= Dataset records =
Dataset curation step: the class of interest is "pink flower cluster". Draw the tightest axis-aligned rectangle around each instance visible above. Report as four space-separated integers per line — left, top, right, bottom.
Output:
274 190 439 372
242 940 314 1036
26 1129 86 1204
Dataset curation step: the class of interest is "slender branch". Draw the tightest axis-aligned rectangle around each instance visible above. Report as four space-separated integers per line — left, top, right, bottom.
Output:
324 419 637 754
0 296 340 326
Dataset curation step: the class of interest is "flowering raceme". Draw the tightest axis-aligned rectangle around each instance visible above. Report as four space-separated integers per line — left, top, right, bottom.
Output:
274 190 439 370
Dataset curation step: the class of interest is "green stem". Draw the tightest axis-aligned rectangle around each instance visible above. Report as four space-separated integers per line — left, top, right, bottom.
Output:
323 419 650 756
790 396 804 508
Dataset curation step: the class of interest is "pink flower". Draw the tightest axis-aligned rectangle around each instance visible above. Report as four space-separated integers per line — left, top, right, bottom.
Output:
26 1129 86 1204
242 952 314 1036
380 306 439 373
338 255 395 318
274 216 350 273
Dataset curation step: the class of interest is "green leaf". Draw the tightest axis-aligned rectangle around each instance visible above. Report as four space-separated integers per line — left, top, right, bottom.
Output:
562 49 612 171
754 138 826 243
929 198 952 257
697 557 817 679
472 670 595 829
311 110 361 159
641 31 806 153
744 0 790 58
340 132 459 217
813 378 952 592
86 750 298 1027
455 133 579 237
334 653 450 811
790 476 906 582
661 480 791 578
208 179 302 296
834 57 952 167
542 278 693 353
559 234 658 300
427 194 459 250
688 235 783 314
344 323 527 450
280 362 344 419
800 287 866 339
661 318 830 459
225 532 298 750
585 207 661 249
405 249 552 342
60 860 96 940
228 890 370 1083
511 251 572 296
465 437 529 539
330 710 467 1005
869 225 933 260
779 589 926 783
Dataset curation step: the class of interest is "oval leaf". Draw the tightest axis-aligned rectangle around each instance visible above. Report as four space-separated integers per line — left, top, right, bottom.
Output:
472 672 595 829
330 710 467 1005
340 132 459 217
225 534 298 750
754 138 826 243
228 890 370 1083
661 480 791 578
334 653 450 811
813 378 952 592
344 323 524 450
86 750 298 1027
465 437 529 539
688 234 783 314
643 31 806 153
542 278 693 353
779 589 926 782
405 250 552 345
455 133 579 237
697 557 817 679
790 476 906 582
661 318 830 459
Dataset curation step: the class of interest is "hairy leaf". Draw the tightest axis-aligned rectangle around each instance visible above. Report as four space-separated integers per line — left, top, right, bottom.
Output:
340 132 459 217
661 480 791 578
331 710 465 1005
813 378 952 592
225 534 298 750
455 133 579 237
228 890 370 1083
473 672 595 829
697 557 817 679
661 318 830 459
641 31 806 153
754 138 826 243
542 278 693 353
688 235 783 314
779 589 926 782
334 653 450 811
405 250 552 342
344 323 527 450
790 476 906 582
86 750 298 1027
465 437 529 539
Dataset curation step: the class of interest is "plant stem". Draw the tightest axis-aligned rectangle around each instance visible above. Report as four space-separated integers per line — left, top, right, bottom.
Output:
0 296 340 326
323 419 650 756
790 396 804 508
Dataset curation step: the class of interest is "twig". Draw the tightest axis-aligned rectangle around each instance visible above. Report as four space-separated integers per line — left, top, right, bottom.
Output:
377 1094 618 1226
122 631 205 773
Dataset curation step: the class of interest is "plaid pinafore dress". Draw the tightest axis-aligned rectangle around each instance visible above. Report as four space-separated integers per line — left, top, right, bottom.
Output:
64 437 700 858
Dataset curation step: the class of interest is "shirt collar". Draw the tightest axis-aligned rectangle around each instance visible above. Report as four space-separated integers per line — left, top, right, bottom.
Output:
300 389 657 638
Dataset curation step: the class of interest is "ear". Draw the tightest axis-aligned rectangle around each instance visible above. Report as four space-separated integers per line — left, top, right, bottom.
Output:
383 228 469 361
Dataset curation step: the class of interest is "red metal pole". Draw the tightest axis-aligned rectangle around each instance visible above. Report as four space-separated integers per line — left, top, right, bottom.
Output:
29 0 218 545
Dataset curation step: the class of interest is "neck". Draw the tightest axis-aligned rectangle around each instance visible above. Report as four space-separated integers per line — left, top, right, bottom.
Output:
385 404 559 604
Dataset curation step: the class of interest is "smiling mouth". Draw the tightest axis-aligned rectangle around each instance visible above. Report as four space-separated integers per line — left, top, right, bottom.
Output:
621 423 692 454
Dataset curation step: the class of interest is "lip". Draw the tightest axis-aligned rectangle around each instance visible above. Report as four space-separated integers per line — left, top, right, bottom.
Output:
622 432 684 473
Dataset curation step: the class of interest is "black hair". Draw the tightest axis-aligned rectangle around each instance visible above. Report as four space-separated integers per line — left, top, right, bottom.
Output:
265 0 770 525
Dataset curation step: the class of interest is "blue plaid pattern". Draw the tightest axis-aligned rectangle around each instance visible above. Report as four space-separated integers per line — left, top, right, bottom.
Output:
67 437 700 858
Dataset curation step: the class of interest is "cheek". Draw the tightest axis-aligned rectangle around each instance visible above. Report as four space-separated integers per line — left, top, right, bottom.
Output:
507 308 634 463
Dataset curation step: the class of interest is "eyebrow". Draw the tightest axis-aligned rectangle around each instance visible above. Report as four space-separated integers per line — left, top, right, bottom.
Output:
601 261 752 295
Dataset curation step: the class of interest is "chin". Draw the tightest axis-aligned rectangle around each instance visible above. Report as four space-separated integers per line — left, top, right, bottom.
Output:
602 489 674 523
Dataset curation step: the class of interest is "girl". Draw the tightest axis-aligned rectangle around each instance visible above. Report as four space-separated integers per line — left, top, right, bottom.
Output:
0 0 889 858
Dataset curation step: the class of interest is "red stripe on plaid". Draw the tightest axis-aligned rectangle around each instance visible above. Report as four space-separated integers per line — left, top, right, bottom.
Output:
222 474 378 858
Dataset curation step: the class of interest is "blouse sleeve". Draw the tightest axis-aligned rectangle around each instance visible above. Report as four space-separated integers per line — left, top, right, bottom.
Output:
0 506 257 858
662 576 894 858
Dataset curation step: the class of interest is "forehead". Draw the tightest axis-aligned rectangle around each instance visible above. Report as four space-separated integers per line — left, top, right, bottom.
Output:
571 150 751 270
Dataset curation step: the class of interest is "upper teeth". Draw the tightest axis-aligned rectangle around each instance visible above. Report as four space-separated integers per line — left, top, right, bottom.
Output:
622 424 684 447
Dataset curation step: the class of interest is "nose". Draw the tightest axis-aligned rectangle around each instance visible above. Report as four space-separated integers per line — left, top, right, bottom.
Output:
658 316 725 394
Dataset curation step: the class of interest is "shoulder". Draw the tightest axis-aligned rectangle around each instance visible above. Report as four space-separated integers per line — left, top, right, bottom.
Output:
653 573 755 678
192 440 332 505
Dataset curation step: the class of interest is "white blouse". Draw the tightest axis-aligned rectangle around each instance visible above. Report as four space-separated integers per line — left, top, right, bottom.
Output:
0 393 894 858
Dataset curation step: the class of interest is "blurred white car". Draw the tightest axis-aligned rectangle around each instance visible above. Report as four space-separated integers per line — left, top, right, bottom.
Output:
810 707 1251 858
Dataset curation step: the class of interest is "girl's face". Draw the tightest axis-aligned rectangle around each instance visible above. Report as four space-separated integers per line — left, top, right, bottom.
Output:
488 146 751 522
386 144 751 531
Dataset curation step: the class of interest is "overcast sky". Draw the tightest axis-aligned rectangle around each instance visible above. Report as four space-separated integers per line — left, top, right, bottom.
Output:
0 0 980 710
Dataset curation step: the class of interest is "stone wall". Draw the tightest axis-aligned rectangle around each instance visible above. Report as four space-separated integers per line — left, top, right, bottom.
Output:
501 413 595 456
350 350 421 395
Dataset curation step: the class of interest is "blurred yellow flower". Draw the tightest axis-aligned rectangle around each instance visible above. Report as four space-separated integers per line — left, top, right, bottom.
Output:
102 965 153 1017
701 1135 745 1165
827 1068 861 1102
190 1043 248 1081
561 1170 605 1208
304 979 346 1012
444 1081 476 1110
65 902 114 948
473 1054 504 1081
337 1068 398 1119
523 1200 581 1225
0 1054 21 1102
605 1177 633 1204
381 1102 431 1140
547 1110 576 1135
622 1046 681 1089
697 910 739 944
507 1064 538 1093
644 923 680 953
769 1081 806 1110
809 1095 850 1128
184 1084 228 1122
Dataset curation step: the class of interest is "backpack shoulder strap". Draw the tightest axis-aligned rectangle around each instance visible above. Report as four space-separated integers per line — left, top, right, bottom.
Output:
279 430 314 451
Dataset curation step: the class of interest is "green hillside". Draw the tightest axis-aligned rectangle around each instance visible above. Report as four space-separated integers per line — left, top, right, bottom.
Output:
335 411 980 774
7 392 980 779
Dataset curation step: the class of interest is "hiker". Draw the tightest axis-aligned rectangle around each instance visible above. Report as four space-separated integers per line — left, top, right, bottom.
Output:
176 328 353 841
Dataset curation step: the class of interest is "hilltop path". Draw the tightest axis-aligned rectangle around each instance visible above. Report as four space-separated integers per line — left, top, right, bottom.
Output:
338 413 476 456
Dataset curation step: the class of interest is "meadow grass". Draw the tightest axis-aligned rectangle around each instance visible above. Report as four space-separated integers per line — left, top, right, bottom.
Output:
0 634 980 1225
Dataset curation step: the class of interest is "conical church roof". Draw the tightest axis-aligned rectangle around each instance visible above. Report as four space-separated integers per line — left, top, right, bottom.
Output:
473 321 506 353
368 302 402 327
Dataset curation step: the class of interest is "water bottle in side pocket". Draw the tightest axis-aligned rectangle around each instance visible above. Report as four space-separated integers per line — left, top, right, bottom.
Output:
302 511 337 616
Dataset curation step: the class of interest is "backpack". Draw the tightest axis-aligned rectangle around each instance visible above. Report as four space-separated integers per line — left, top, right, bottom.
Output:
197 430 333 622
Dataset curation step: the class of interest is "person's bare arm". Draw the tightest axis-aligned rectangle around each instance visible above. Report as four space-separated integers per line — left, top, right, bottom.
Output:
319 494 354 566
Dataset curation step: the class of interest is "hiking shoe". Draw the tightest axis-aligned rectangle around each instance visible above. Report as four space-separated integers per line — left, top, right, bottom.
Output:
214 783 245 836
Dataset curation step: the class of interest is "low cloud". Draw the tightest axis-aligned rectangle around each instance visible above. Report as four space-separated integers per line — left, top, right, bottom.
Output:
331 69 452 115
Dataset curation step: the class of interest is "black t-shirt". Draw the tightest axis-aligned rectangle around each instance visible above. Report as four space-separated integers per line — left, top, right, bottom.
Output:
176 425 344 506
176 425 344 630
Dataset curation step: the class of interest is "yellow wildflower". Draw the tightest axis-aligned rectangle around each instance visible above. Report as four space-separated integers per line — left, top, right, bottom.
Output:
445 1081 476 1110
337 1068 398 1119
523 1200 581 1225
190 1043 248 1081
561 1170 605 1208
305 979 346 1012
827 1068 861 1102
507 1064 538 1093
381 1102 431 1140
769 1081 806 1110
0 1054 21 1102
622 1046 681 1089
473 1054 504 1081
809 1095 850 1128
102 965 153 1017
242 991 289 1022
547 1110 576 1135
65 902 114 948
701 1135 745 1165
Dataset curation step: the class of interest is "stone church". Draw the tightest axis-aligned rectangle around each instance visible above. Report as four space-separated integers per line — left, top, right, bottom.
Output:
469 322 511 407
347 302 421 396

= Requirements =
Select every line of the records above that contains the word "church", and copy each such line in full.

= Response to the exercise =
Dataset curation step: the class of interest is "conical church roof". Draw the tightest axis-aligned rectangle around each instance visible above. Report as four space-separated integers per line — left, top, right, bottom.
Dataset curation step: the class of interest is "stone church". Draw the tightest axis-aligned rectangle around each instance visible above. Report as four space-separated integers per line — left, top, right, bottom.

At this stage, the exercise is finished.